■ Instructions to follow
Only one range belongs in the answer: the line holding "# indicate the" through the last line of the records, reproduced as is.

── Input records ──

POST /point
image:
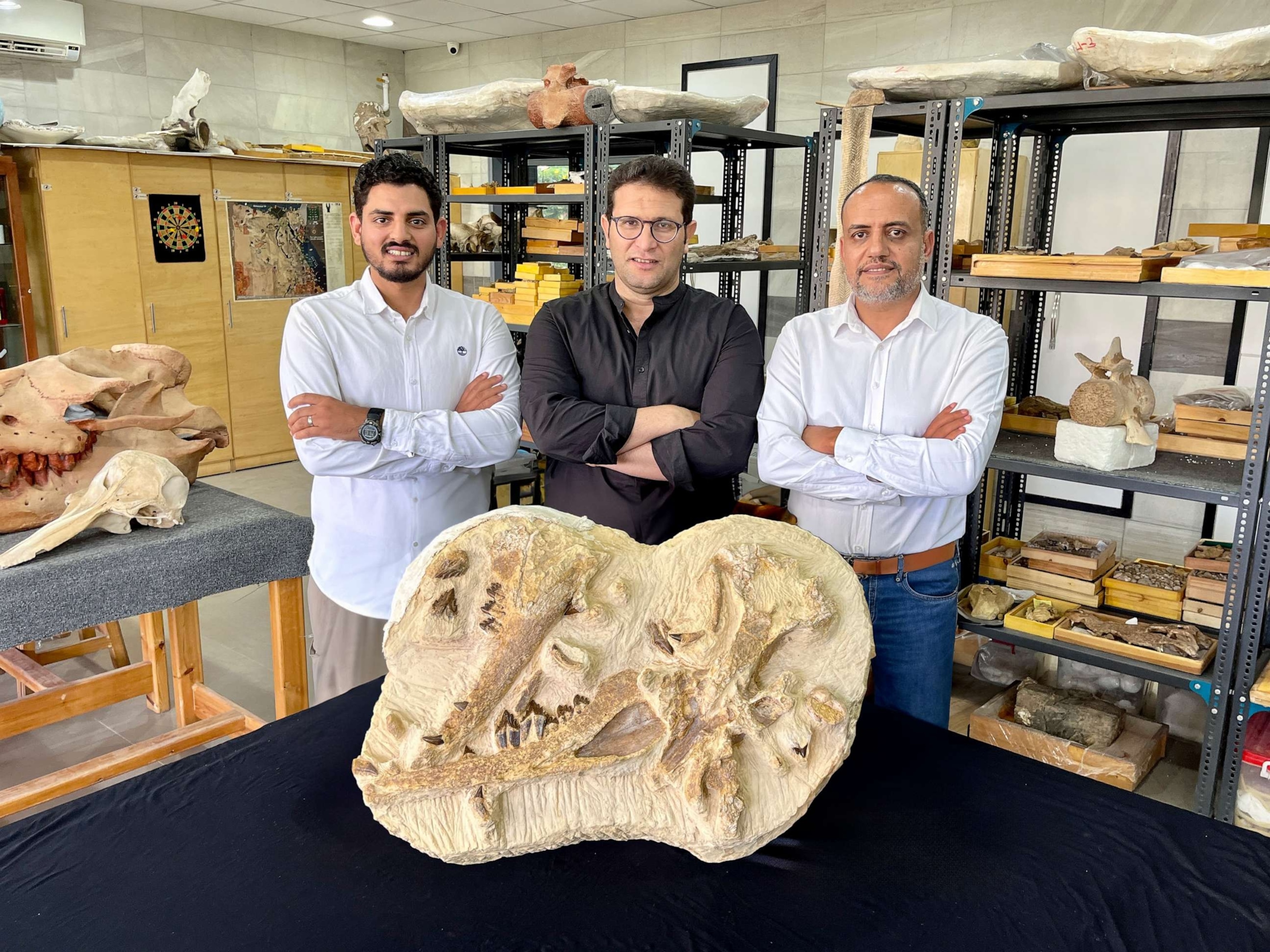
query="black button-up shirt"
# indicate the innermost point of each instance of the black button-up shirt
(586, 374)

───

■ Response to this task
# indicate the innermost point of each instance of the black button-up shirt
(586, 374)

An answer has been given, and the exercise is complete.